**Complete the following:**
[A] Decide whether each statement agrees with the road trip passage below, answering yes or no and quoting the deciding words: (i) The writer enjoyed road trips before the husband first asked about one. (ii) The couple set out in the fall with fixed plans for where to stay. (iii) Cherokee groups crossed the Mississippi River near the site of Trail of Tears State Park.
[B] In the road trip passage below, from what part of Missouri did the couple head east?

**Reading passage:**

"Do you wanna go on a road trip?"
My lovable husband posed that question to me shortly after meeting him nearly a quarter century ago. I was never much of a road trip person up until that point. I never understood the appeal of hitting the open road and that was because I was going about it all wrong. Driving beyond the boundaries of my comfort zone was scary, boring and time consuming. When I went somewhere on a trip, I was focused on "getting there" and failed to understand the journey was half the fun.
Over the last 25 years or so, my perception of a road trip has gradually and dramatically changed. I'm not so wrapped up in "getting there" anymore. I've learned to zig and zag along the way, use interstate highways sparingly, and just enjoy the trip. It's been a blessing. I've seen so many places I had only previously heard about and never thought I'd actually get to see in person. Incredibly, I've learned about super interesting places I never knew existed until I happened upon them. That's the joy of a good road trip.
We set out this past fall with the intention of making it to Great Smoky Mountains National Park. We had been there before years ago and enough time had passed that it was time to go back. We had a general route in mind, but no concrete plans for where to stay or what to see along the way. Since we're now retired we were in no hurry. We headed east from central Missouri.
Trail of Tears State Park/Jackson, Missouri
Our first stop was Trail of Tears State Park in Jackson, Missouri in the southeast region of the state. In the 1830s, Cherokee Indian groups crossed the Mississippi River near this location as they were forcibly relocated to Oklahoma as part of the Indian Removal Act of 1830. A trip to the Visitor Center allows guests the opportunity to better understand this sad chapter in our country's history. Exhibits at the Visitor Center tell the story of this grueling journey known as the Trail of Tears. While the related history of this area is preserved and shared by Missouri State Parks, there is also an effort to focus on the park's beautiful natural scenery.

**Provided information:**
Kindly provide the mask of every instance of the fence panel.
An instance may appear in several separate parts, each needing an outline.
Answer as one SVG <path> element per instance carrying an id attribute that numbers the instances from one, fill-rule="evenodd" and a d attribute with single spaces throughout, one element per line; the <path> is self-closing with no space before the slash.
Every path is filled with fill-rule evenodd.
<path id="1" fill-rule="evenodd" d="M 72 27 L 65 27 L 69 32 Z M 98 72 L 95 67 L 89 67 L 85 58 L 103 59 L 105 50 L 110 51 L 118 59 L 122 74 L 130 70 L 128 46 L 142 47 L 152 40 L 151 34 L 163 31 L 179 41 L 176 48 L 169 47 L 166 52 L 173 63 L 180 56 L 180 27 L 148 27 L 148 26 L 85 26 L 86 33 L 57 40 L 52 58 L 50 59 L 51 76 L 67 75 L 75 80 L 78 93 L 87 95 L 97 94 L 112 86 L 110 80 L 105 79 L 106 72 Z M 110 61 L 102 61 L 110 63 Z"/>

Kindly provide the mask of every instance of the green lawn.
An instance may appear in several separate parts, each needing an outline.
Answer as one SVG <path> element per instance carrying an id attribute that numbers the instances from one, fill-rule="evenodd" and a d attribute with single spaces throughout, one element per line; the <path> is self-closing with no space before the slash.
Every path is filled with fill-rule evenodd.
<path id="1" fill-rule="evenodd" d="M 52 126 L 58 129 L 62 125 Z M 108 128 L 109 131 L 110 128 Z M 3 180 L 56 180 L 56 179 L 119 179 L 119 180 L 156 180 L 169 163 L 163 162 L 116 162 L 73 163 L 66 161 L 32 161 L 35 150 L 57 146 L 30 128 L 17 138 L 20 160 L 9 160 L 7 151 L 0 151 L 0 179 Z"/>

**Results of the exercise:**
[A]
(i) No: "I was never much of a road trip person up until that point."
(ii) No: "no concrete plans for where to stay or what to see along the way."
(iii) Yes: "Cherokee Indian groups crossed the Mississippi River near this location"

[B] Central Missouri.